--- begin ---

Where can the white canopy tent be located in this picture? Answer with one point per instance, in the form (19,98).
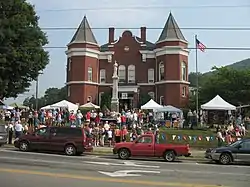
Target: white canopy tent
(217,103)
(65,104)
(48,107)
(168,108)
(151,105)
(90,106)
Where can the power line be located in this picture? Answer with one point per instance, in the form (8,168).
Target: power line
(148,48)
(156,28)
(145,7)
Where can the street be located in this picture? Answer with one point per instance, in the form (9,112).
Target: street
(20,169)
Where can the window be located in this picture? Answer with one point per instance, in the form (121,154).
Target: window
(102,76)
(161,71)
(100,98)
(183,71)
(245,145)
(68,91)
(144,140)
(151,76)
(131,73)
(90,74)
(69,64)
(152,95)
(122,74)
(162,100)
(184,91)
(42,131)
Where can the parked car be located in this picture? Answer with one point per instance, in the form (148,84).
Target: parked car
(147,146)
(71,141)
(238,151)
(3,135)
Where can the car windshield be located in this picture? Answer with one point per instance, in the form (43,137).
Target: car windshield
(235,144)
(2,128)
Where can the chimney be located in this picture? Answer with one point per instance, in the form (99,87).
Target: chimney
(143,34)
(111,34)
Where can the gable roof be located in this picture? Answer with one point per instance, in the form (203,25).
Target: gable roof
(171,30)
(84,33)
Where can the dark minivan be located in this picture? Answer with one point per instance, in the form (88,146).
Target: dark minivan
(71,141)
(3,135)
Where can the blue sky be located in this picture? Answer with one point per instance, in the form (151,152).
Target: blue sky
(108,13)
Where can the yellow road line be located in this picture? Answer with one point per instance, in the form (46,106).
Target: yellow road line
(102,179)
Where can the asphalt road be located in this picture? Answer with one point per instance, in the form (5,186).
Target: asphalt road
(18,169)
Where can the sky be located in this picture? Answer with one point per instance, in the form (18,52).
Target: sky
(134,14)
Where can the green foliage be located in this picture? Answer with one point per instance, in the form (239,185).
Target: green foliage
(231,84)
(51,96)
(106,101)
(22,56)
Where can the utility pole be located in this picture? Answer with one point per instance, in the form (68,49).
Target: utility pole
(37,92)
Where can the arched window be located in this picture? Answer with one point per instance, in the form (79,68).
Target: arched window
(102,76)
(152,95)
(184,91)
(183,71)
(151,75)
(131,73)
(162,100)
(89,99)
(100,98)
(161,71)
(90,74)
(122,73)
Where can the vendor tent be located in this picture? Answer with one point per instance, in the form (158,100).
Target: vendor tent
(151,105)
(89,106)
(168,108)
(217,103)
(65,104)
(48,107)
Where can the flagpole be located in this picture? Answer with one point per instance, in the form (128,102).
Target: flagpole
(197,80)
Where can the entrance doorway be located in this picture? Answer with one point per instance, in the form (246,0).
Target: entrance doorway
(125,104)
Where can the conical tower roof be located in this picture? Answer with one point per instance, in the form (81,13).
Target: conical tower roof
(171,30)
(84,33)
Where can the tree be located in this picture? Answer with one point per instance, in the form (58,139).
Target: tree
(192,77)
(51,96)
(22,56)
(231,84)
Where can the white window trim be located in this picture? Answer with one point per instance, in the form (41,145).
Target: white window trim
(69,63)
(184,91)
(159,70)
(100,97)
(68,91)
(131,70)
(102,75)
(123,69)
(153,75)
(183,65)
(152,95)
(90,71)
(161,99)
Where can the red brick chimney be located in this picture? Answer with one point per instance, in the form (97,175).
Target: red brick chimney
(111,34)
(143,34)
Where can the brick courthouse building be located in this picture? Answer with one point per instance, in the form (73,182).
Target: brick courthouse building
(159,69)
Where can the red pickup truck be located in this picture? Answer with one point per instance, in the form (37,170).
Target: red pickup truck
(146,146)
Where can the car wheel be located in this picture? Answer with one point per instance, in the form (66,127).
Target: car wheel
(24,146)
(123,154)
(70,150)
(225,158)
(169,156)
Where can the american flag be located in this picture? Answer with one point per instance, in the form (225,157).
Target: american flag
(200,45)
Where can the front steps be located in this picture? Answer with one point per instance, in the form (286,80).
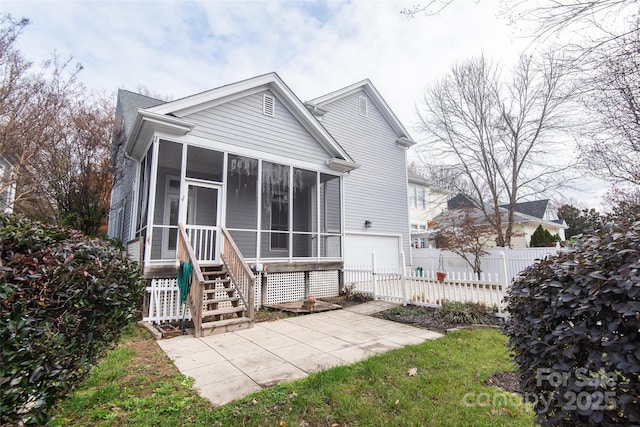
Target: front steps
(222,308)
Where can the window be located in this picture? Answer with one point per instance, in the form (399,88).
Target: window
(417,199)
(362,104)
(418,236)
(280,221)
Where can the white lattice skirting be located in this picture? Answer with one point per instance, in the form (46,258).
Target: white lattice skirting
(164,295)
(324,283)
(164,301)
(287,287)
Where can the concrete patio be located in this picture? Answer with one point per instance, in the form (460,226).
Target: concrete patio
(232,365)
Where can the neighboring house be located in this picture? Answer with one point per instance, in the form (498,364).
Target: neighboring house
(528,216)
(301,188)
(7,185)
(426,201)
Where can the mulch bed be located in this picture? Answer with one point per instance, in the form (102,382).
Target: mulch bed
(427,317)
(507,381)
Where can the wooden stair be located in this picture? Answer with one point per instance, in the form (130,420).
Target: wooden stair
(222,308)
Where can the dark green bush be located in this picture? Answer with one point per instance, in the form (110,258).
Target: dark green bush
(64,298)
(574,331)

--- end ---

Exercise brief: Retype the lines starting with the one that contains "Where can the car wheel" and going on through the end of the items, leaving out the pictures.

Complete response:
Where can the car wheel be located in this picture? Answer with one point per instance, in the form (66,127).
Target: car wheel
(24,146)
(123,154)
(70,150)
(225,158)
(169,156)
Where can the american flag be located in this picture? Answer with one point per instance, in the form (225,157).
Target: american flag
(200,45)
Where can the front steps be located in this picture? Answer with one point per instance, in the form (286,80).
Target: front steps
(222,308)
Where can the window be located in this picture? Answer with one point per instance, in the form (399,88).
Target: window
(417,199)
(362,104)
(418,236)
(280,221)
Where can the white lattice skirting be located in this picture? Answer with one point per instance, in the form (46,258).
Target: white lattice skirting
(164,295)
(324,283)
(164,301)
(287,287)
Where can the concrete patio be located in this picture? Answer with one point per instance, in the form (460,226).
Target: concrete patio
(232,365)
Where can the neighboring house be located in this picture? Answer with one point per instance, in the form (498,364).
Target: neighboring house
(528,216)
(301,188)
(7,185)
(426,201)
Where can the mulch bed be located in this picture? Answer with one point per instance, in the form (102,382).
Target: mulch bed
(427,317)
(507,381)
Where can the wooden stair be located in this picture? Answer with one point per instance, in the form (130,420).
Target: wooden stair
(222,308)
Where can the dark green bush be located in this picture? Answer with one point per instance, in the form (110,258).
Target: dark green bush
(64,298)
(574,331)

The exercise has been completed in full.